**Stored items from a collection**
━━━

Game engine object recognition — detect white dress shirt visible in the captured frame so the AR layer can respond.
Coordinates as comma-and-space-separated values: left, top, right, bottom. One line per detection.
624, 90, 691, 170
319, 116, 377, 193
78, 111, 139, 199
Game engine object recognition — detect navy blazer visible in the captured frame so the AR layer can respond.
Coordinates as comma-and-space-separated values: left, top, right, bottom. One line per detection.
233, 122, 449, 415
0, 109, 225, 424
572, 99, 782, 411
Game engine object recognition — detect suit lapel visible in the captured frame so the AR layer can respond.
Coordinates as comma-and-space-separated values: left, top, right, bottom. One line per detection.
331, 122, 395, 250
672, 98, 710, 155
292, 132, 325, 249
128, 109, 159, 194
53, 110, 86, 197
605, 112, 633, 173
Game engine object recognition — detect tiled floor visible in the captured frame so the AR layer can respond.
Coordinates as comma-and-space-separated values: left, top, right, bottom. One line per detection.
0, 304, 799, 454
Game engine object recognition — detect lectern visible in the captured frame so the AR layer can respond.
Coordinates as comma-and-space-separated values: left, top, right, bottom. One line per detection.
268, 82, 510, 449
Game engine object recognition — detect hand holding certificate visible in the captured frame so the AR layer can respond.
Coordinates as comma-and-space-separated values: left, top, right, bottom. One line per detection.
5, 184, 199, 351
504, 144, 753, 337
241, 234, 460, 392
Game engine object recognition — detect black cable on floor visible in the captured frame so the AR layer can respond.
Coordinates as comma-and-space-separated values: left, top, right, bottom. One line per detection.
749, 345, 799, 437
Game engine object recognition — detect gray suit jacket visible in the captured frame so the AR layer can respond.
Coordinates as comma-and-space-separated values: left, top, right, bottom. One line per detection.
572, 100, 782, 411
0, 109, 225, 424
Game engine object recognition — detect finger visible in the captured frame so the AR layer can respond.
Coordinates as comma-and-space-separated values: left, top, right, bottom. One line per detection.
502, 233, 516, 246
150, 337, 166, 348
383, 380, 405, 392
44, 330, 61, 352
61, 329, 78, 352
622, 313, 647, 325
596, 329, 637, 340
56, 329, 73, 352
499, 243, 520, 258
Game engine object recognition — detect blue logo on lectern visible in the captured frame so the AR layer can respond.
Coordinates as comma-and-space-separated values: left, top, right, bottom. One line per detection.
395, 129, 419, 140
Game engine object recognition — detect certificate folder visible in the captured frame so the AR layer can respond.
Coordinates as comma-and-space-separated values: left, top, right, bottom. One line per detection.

━━━

**THE REQUEST**
Rewrite every entry above, replacing "captured frame" with "camera frame" and leaving everything else unchanged.

**OUTPUT BELOW**
Game engine object recognition — detect white dress shirt visible in the camera frame so the AR layer can respond.
Coordinates as comma-and-space-separated values: left, top, right, bottom. One line per detection.
624, 90, 691, 170
319, 116, 377, 193
78, 111, 139, 199
Game engine object recognition — detect navy blazer visible in the camera frame so the AR layer can respond.
Coordinates as comma-and-space-separated values: left, top, right, bottom. One line per detection.
233, 122, 449, 415
0, 109, 225, 424
572, 99, 782, 411
Game engine object recognition — detect suit lapel visible in the camera frame so the AR layer can respond.
Coordinates as comma-and-space-separated values: left, top, right, bottom. One line per detection.
331, 122, 395, 250
672, 98, 710, 155
292, 132, 325, 249
128, 109, 159, 194
53, 110, 86, 197
605, 112, 633, 173
Game engine object recognition — detect tiled floor visible in the camera frame so the AR layer can respond.
Coordinates as comma-and-space-separated values: left, top, right, bottom. One line per detection.
0, 304, 799, 454
Game engine object recognition — detect lectern visible in the camera frame so the AR layer can respond.
Coordinates as comma-and-space-separated values: left, top, right, bottom. One line per detection.
268, 82, 510, 449
Game engine object recognition — detect hand holding certificate visible in the camera frame so the AR layer can respond.
Coordinates as comma-and-space-separated values: left, top, right, bottom. One line per detection.
5, 184, 199, 351
504, 144, 753, 337
241, 234, 460, 392
Game engine object recognition — detect black cable on floor visible in the camera frame so the AR layer can respond.
Coordinates as comma-and-space-separated values: left, top, right, bottom. One line per detection.
749, 345, 799, 437
Game engine object recognition — detect gray suit jacket visible in the camera frame so the AR layer can respond.
Coordinates as comma-and-space-separated values: left, top, right, bottom. One line per detection.
572, 100, 782, 411
0, 109, 225, 424
Game engine object recognition — detect finger visible in the camera frame so the AR layer can respond.
Coordinates as comma-and-space-separated values: left, top, right, bottom. One line per detection.
502, 233, 516, 246
150, 337, 166, 348
383, 380, 405, 392
44, 330, 61, 352
61, 329, 78, 352
622, 313, 647, 325
596, 329, 637, 340
56, 329, 73, 352
499, 243, 520, 258
Game engine object recognition — detect blue logo on lectern visible in the camera frame so the AR layer can respond.
Coordinates as comma-and-space-separated values: left, top, right, bottom. One line per detection.
395, 129, 419, 140
Game engine object recognition — detect certificate folder visible in the camera frame so the AR layer can respond.
Coordinates as comma-and-space-separated values: left, top, right, bottom. One line per detection.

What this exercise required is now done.